WORK REQUEST:
Each line that holds the string "instance" counts once. Say how many such lines the entries have, giving the number only.

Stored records
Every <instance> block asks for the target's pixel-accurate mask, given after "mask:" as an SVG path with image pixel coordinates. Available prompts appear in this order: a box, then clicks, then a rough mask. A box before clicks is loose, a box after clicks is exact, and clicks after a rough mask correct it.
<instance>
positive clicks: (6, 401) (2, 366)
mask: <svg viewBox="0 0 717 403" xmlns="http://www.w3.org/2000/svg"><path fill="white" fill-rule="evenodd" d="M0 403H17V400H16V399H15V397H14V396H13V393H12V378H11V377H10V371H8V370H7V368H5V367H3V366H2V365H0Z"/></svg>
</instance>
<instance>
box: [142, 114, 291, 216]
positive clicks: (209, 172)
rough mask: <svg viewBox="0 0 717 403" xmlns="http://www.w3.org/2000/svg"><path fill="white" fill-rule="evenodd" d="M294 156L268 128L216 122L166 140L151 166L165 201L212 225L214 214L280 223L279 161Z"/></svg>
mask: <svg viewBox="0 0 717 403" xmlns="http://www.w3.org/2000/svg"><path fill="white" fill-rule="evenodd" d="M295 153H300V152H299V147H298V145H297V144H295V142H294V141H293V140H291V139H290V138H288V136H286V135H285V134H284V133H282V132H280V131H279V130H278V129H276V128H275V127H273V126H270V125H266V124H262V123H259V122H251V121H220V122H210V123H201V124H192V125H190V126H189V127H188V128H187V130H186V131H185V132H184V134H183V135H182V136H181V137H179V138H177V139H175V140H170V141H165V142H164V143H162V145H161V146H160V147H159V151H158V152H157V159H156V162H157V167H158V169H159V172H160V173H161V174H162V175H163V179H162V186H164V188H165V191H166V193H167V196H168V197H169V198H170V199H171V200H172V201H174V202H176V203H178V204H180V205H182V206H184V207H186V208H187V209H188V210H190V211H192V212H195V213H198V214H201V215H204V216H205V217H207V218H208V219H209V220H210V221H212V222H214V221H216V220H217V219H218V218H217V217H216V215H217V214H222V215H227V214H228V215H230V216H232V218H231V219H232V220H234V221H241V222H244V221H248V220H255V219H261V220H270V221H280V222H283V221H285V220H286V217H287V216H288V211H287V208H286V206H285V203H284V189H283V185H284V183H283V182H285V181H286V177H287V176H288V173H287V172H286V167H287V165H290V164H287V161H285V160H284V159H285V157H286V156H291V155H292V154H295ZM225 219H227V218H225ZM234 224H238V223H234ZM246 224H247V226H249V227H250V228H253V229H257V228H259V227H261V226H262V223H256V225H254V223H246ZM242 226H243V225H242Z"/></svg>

TASK SOLUTION:
4